Beneath this task is a listing; retype all of it exactly.

- - -

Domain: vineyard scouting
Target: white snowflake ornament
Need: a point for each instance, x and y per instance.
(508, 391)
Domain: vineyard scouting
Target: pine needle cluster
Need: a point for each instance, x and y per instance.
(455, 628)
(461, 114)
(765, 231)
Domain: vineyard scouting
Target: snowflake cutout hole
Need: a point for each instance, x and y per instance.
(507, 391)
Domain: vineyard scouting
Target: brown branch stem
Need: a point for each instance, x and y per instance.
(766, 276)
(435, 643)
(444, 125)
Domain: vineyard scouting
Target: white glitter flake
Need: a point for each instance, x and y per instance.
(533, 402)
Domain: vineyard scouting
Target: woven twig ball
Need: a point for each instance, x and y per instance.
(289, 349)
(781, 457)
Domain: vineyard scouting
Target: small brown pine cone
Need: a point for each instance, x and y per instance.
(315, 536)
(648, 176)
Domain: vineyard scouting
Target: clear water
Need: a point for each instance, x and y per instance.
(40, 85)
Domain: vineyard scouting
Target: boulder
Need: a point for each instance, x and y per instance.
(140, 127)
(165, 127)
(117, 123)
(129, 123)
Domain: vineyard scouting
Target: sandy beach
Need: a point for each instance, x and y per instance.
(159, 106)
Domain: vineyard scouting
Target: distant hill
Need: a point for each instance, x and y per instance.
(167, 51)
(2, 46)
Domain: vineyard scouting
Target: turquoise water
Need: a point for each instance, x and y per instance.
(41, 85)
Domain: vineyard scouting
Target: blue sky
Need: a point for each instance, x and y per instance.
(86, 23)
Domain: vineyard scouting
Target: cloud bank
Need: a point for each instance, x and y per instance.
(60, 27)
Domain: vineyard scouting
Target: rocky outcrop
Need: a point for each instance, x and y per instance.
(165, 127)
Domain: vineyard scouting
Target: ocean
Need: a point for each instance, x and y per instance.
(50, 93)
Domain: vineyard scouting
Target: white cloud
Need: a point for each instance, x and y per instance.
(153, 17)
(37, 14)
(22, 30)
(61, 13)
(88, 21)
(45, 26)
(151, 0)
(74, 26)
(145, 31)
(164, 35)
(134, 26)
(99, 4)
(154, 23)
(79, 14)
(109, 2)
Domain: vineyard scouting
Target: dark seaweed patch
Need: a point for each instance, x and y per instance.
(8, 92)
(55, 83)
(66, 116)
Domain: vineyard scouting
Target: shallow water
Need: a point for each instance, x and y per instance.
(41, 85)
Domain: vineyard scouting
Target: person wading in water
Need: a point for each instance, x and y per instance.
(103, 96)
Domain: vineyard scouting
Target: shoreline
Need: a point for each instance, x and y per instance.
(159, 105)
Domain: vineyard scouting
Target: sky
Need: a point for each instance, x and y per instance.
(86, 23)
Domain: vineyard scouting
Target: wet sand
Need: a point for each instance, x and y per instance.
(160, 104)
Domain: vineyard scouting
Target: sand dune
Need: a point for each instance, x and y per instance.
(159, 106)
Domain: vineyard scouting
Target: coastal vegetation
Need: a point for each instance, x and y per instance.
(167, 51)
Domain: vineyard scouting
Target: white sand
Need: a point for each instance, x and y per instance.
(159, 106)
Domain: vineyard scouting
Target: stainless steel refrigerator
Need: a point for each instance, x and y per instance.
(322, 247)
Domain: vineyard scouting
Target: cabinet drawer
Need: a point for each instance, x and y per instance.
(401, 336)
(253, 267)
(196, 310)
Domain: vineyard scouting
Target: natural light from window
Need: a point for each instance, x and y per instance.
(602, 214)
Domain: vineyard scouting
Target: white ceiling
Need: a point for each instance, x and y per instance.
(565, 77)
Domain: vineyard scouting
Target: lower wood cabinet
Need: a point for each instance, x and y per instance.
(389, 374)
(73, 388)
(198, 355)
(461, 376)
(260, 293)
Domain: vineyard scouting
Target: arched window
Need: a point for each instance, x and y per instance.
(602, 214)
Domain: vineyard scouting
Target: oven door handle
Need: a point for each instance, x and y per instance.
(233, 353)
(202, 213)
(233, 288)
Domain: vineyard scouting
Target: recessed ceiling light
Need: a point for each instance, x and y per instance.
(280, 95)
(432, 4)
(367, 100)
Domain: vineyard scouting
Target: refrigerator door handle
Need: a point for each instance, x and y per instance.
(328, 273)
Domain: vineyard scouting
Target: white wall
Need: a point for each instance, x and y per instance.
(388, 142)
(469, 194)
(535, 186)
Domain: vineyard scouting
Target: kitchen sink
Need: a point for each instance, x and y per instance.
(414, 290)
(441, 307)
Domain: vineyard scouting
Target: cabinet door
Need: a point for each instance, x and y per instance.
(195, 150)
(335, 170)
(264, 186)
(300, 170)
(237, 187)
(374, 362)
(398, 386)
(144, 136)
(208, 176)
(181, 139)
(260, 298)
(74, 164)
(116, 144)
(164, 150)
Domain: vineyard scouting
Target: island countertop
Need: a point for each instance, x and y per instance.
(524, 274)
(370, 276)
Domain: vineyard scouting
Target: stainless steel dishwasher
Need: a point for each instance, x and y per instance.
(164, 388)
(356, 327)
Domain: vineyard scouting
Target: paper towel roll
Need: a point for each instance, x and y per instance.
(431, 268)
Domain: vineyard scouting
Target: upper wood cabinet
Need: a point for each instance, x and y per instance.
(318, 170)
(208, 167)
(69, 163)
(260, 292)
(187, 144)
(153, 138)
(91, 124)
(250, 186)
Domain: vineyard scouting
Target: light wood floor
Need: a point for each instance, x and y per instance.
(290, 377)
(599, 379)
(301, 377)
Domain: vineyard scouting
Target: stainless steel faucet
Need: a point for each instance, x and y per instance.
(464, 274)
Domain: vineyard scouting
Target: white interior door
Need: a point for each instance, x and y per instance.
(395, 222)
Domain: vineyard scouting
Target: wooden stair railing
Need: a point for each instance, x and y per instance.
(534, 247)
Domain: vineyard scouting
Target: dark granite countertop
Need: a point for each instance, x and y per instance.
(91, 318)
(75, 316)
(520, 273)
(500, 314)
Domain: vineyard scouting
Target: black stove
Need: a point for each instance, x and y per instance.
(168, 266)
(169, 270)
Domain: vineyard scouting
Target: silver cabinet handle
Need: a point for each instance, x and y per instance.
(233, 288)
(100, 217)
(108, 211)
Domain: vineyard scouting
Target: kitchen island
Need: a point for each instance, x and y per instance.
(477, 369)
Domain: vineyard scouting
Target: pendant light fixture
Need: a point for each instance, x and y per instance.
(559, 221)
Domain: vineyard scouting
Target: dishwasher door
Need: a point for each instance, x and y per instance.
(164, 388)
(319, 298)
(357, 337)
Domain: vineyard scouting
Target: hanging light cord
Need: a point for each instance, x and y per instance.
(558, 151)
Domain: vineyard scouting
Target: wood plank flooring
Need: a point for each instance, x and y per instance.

- - -

YOUR RESPONSE —
Domain: vineyard scouting
Target: white snowflake ornament
Need: a point for each instance, x and y per instance.
(508, 391)
Domain: vineyard scouting
Target: pine needle cluster
Need: a point for each instance, x and y per instance.
(455, 628)
(461, 114)
(765, 231)
Domain: vineyard scouting
Target: snowflake cutout hole
Need: a point for each instance, x and y per instance.
(507, 391)
Domain: vineyard scouting
Target: brown branch stem
Need: a point for each instance, x and y per instance.
(766, 276)
(435, 643)
(444, 125)
Domain: vineyard scouting
Target: white glitter flake
Need: a point for each instance, x and y per instance.
(533, 402)
Domain: vineyard scouting
Target: woven twig ball
Need: a point for each instance, x and y per instance.
(289, 349)
(781, 457)
Domain: vineyard scouting
Target: small brown pine cone
Need: a point for each instance, x and y per instance.
(315, 536)
(648, 176)
Domain: vineyard scouting
Target: clear water
Need: a point for each instance, x and y per instance.
(40, 85)
Domain: vineyard scouting
Target: boulder
Need: a point for each instance, x and y per instance.
(140, 127)
(165, 127)
(117, 123)
(129, 123)
Domain: vineyard scouting
Target: sandy beach
Need: a point for each instance, x and y per instance.
(159, 106)
Domain: vineyard scouting
Target: distant hill
Need: a point for each instance, x and y per instance.
(167, 51)
(2, 46)
Domain: vineyard scouting
Target: turquoise water
Need: a point for each instance, x and y per instance.
(41, 85)
Domain: vineyard scouting
Target: blue sky
Need: a point for each instance, x and y per instance.
(86, 23)
Domain: vineyard scouting
Target: cloud bank
Need: a point for each instance, x and y per instance.
(60, 27)
Domain: vineyard scouting
Target: rocky outcrop
Need: a point for each instance, x and y per instance.
(165, 127)
Domain: vineyard scouting
Target: ocean
Need: a point for each instance, x and y per instance.
(50, 93)
Domain: vineyard scouting
Target: white cloud
Need: a point for each instance, x and y per instance.
(153, 17)
(37, 14)
(22, 30)
(61, 13)
(88, 21)
(45, 26)
(151, 0)
(74, 26)
(145, 31)
(164, 35)
(134, 26)
(99, 4)
(154, 23)
(79, 14)
(109, 2)
Domain: vineyard scouting
Target: dark seaweed patch
Need: a point for each instance, x and y per instance.
(8, 92)
(55, 83)
(66, 116)
Domain: vineyard scouting
Target: shallow water
Need: a point for each instance, x and y per instance.
(41, 85)
Domain: vineyard scouting
Target: person wading in water
Need: a point for each instance, x and y per instance.
(103, 96)
Domain: vineyard scouting
Target: shoreline
Need: a point for each instance, x and y per instance.
(159, 105)
Domain: vineyard scouting
Target: sky
Need: a point for each instance, x and y per instance.
(86, 23)
Domain: vineyard scouting
Target: wet sand
Need: a point for each instance, x and y per instance.
(160, 104)
Domain: vineyard scouting
Target: sand dune
Need: a point for each instance, x and y per instance.
(159, 106)
Domain: vineyard scouting
Target: coastal vegetation
Need: a point for each instance, x and y per instance.
(167, 51)
Domain: vineyard scouting
Target: white sand
Need: a point for each instance, x and y per instance.
(159, 106)
Domain: vineyard scouting
Target: stainless steel refrigerator
Need: a point for each instance, x and y per instance.
(322, 247)
Domain: vineyard scouting
Target: cabinet drawer
Need: a point for each instance, x and y per instance.
(401, 336)
(253, 267)
(196, 310)
Domain: vineyard scouting
Target: natural light from window
Need: a point for each instance, x and y per instance.
(602, 214)
Domain: vineyard scouting
Target: white ceiling
Need: a point for each instance, x and y per instance.
(565, 77)
Domain: vineyard scouting
Target: lower wood cabinet
Need: a point for each instance, x and y per instance.
(389, 374)
(73, 388)
(198, 355)
(461, 376)
(260, 293)
Domain: vineyard scouting
Target: arched window
Need: a point for each instance, x and y per instance.
(602, 214)
Domain: vineyard scouting
Target: oven door handle
Need: a point for each instance, x and y per instance.
(233, 353)
(202, 213)
(233, 288)
Domain: vineyard scouting
Target: recessed ceiling light
Need: a point for each instance, x and y per instance.
(280, 95)
(432, 4)
(367, 100)
Domain: vineyard scouting
Target: refrigerator door handle
Need: a point for each instance, x and y per instance.
(328, 273)
Domain: vineyard scouting
Target: white wall
Need: a point for each instance, x and y per instance.
(388, 142)
(469, 194)
(535, 186)
Domain: vineyard scouting
Target: kitchen sink
Need: a point for each instance, x and y per instance.
(414, 290)
(441, 307)
Domain: vineyard scouting
Target: cabinet door
Need: a point for each instance, x and y per instance.
(195, 150)
(335, 170)
(264, 186)
(300, 170)
(237, 187)
(374, 362)
(398, 386)
(144, 136)
(208, 176)
(181, 139)
(260, 298)
(74, 164)
(116, 144)
(164, 150)
Domain: vineyard scouting
Target: island countertop
Need: a point for each instance, x and y per instance.
(524, 274)
(370, 276)
Domain: vineyard scouting
Target: stainless steel dishwasher
Need: a point for each instance, x and y per instance.
(164, 388)
(356, 327)
Domain: vineyard scouting
Target: paper towel roll
Need: a point for each instance, x and y per instance.
(431, 268)
Domain: vineyard scouting
Target: upper wood cabinet
Need: a point for each instance, x and y per instance.
(318, 170)
(208, 167)
(69, 163)
(260, 292)
(187, 144)
(153, 138)
(91, 124)
(250, 186)
Domain: vineyard scouting
Target: light wood floor
Need: a point for each instance, x and y per instance.
(290, 377)
(599, 379)
(301, 377)
Domain: vineyard scouting
Target: stainless steel faucet
Need: a point for each instance, x and y per instance.
(464, 274)
Domain: vineyard scouting
Target: white interior door
Need: a point for each instance, x and y per instance.
(395, 222)
Domain: vineyard scouting
Target: wooden stair railing
Need: a point for each instance, x and y per instance.
(534, 247)
Domain: vineyard scouting
Target: dark granite countertop
Need: a point for each instance, x and y per instance.
(91, 318)
(75, 316)
(520, 273)
(500, 314)
Domain: vineyard scouting
Target: black stove
Need: a point for each instance, x and y per instance.
(168, 266)
(169, 270)
Domain: vineyard scouting
Target: silver cabinet handle
Need: a point for each instance, x and y per instance.
(233, 288)
(100, 217)
(108, 211)
Domain: vineyard scouting
Target: kitchen island
Need: a point for each instance, x and y per instance.
(477, 369)
Domain: vineyard scouting
Target: pendant light fixture
Need: a point for each instance, x and y per instance.
(559, 221)
Domain: vineyard scouting
Target: dishwasher door
Need: a point for each instance, x and y per instance.
(164, 388)
(319, 298)
(357, 337)
Domain: vineyard scouting
Target: hanging light cord
Need: a point for each instance, x and y per instance.
(558, 151)
Domain: vineyard scouting
Target: wood plank flooring
Need: a point for each instance, x and y per instance.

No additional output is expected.